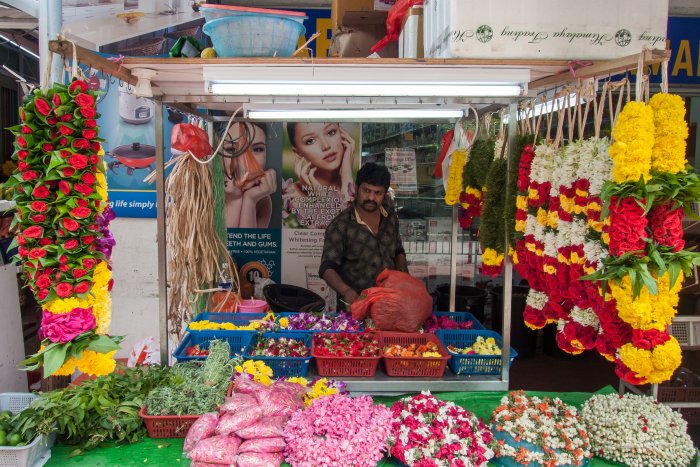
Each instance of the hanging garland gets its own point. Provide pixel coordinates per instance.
(63, 217)
(475, 172)
(492, 231)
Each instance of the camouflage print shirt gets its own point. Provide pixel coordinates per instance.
(355, 253)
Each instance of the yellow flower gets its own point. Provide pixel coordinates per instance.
(491, 257)
(656, 365)
(633, 138)
(96, 363)
(671, 132)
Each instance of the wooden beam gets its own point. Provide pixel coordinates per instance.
(65, 48)
(601, 68)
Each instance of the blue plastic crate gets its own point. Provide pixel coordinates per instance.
(238, 341)
(278, 316)
(284, 366)
(472, 364)
(461, 317)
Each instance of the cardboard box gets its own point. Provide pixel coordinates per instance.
(543, 29)
(356, 41)
(411, 37)
(355, 12)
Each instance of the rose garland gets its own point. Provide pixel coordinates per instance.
(63, 217)
(427, 431)
(637, 431)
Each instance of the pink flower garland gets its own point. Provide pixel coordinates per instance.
(338, 430)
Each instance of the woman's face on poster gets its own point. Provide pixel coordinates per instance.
(319, 143)
(237, 135)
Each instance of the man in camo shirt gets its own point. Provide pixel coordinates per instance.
(364, 239)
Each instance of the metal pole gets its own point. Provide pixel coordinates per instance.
(50, 22)
(162, 251)
(453, 257)
(508, 266)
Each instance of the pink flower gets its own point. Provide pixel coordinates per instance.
(64, 327)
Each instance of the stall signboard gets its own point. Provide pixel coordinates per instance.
(536, 29)
(319, 164)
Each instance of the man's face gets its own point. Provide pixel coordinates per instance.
(369, 197)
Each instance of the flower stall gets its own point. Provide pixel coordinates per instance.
(549, 211)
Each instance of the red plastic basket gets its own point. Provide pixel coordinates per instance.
(167, 426)
(345, 366)
(432, 367)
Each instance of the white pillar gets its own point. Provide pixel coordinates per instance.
(50, 22)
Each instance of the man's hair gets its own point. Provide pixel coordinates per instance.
(373, 174)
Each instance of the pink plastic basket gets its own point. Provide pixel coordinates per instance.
(252, 305)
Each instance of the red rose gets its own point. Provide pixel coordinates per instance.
(82, 288)
(65, 131)
(81, 143)
(36, 253)
(84, 100)
(85, 190)
(43, 281)
(88, 112)
(70, 225)
(70, 244)
(78, 161)
(89, 133)
(88, 178)
(77, 86)
(29, 175)
(39, 206)
(40, 191)
(64, 186)
(42, 106)
(78, 273)
(64, 289)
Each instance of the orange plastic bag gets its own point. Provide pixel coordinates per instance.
(187, 137)
(399, 303)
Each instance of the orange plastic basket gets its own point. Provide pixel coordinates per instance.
(345, 366)
(432, 367)
(167, 426)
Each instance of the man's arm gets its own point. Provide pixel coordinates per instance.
(333, 279)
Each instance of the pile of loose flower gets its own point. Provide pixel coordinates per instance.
(63, 217)
(636, 431)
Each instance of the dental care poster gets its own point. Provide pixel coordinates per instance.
(319, 164)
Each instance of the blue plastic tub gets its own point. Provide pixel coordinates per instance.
(461, 317)
(238, 341)
(284, 366)
(254, 35)
(472, 364)
(212, 12)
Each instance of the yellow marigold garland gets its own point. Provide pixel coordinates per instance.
(633, 138)
(671, 132)
(656, 365)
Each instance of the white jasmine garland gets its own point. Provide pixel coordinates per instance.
(637, 431)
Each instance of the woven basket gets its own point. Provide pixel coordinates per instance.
(147, 47)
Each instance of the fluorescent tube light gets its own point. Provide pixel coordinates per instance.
(364, 89)
(353, 114)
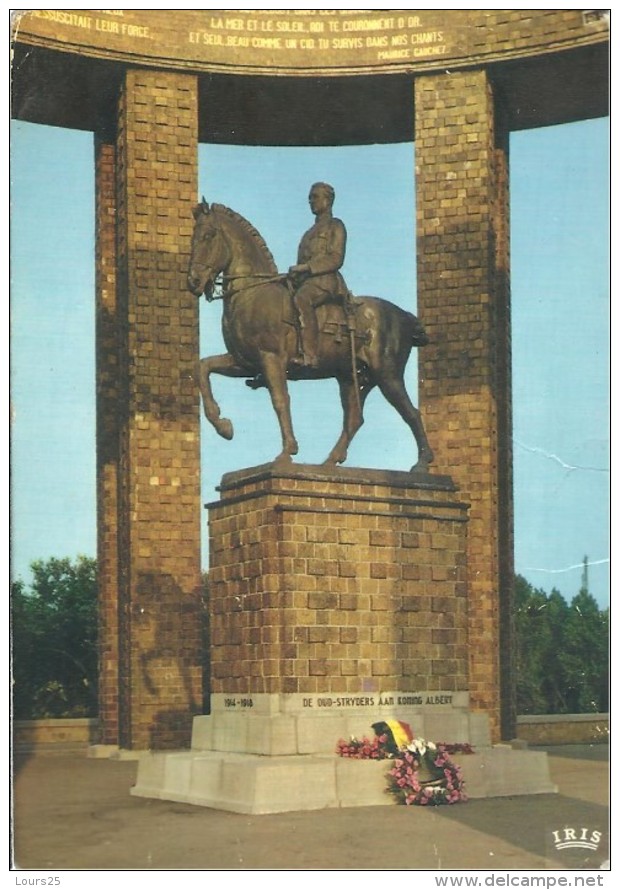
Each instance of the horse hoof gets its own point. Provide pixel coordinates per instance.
(333, 461)
(283, 459)
(225, 429)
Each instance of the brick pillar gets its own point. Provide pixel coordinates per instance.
(107, 336)
(160, 683)
(463, 299)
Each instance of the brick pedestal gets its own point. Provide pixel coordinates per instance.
(350, 582)
(338, 599)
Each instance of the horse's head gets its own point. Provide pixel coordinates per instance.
(210, 254)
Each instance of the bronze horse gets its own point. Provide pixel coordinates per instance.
(261, 334)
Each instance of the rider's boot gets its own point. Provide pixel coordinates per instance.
(309, 336)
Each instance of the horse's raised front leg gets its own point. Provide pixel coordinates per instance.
(226, 366)
(353, 419)
(393, 388)
(274, 371)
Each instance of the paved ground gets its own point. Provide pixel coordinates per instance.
(71, 812)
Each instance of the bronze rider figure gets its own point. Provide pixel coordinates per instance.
(316, 278)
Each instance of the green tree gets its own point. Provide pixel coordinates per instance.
(54, 640)
(562, 656)
(585, 655)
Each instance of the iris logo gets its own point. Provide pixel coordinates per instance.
(576, 838)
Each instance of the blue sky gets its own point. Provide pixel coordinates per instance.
(560, 294)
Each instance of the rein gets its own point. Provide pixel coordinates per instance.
(220, 284)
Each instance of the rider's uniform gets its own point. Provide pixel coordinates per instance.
(322, 249)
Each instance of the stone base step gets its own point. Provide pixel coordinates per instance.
(254, 784)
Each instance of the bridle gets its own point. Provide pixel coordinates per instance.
(223, 290)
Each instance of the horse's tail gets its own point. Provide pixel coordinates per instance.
(419, 337)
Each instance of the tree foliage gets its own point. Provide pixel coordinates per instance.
(562, 652)
(54, 640)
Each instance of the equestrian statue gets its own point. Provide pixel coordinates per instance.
(300, 325)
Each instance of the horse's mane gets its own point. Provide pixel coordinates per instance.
(247, 227)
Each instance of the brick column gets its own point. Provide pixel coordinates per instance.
(463, 299)
(160, 683)
(107, 336)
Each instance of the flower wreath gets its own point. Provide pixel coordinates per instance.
(422, 771)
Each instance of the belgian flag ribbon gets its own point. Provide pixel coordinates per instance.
(398, 732)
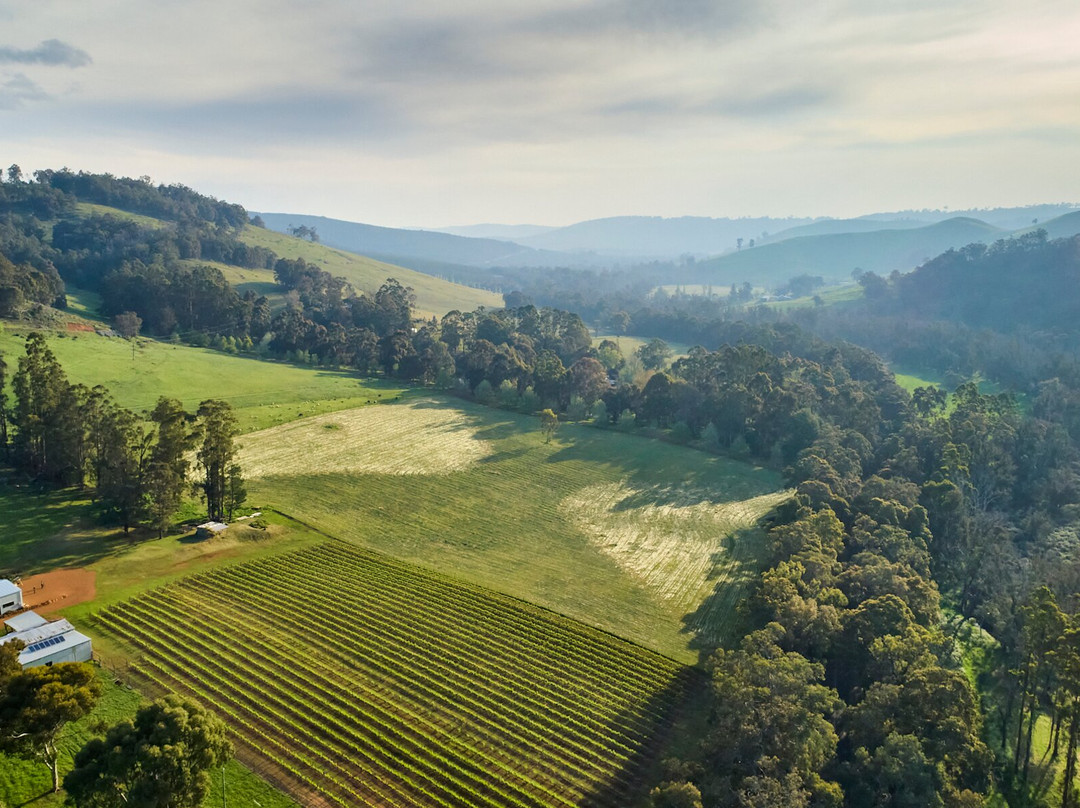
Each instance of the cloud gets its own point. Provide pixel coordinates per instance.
(51, 52)
(18, 89)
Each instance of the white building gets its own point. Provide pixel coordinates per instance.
(48, 643)
(11, 596)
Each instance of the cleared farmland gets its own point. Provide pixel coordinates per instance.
(527, 517)
(390, 686)
(429, 440)
(672, 540)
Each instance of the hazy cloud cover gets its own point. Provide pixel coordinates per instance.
(50, 52)
(422, 112)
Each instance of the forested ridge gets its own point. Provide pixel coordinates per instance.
(847, 688)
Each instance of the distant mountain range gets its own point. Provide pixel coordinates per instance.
(763, 251)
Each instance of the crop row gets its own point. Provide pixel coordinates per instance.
(473, 652)
(402, 730)
(392, 687)
(422, 679)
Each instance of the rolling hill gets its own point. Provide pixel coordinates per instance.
(433, 295)
(835, 256)
(655, 237)
(403, 246)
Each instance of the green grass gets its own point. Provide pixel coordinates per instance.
(89, 209)
(29, 782)
(264, 393)
(831, 296)
(433, 296)
(512, 519)
(400, 688)
(259, 281)
(630, 345)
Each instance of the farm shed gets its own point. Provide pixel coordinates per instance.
(24, 621)
(49, 643)
(210, 529)
(11, 596)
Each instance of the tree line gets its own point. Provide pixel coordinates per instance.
(68, 434)
(160, 758)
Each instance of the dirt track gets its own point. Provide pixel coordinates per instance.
(51, 592)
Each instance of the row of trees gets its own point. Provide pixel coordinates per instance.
(159, 759)
(69, 434)
(846, 691)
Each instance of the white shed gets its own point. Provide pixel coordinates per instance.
(25, 621)
(49, 643)
(11, 596)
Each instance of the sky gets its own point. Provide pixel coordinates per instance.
(429, 113)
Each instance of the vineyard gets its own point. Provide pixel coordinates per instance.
(366, 682)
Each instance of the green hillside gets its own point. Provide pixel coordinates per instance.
(646, 539)
(834, 256)
(264, 392)
(433, 295)
(402, 689)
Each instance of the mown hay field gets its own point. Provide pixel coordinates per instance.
(649, 540)
(365, 682)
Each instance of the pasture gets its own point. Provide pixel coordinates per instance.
(475, 699)
(591, 525)
(264, 393)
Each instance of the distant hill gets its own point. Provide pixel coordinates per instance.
(433, 295)
(1007, 218)
(503, 232)
(404, 246)
(831, 227)
(835, 256)
(655, 237)
(1061, 227)
(1023, 283)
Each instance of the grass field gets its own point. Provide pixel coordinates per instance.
(589, 525)
(828, 296)
(393, 687)
(630, 345)
(264, 393)
(433, 295)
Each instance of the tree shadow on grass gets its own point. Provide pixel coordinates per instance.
(717, 622)
(46, 528)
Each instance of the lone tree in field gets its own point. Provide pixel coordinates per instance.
(216, 454)
(162, 759)
(549, 422)
(3, 408)
(37, 703)
(169, 466)
(127, 324)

::::::::

> **Work instructions**: Your output should be the lines from the one with "Each instance of the vineyard" through the last line of the entries above, copied exactly and nothing more.

> **Exercise answer**:
Each instance of the vineyard gets its own point. Provide pixel coordinates per instance.
(366, 682)
Each instance of the green hillside gets its own point. Provide pixel coordinates per instance.
(646, 539)
(834, 256)
(264, 392)
(433, 295)
(402, 689)
Each instance of the mown hay field gets its own point. Provide pixel coordinates per instance.
(649, 540)
(365, 682)
Each instance of the pasture gets its own point. Provide pixel coordinates per instance.
(475, 699)
(591, 525)
(264, 393)
Each instance of the distant hill gets its own point. Provide pixel coordinates per instance.
(433, 295)
(1007, 218)
(503, 232)
(404, 246)
(831, 227)
(835, 256)
(655, 237)
(1061, 227)
(1023, 283)
Each instance of the grass field gets its own point. Provide pixel coordinates per instance.
(589, 525)
(828, 296)
(393, 687)
(630, 345)
(264, 393)
(433, 295)
Each instance of the tree shadow on grass gets its own point. Provide pixel coordinates per instance.
(717, 622)
(46, 528)
Each instance of the lone tree in field gets its own point. Provide pixel coordinates per instance.
(216, 454)
(162, 759)
(549, 422)
(3, 408)
(37, 703)
(169, 466)
(127, 324)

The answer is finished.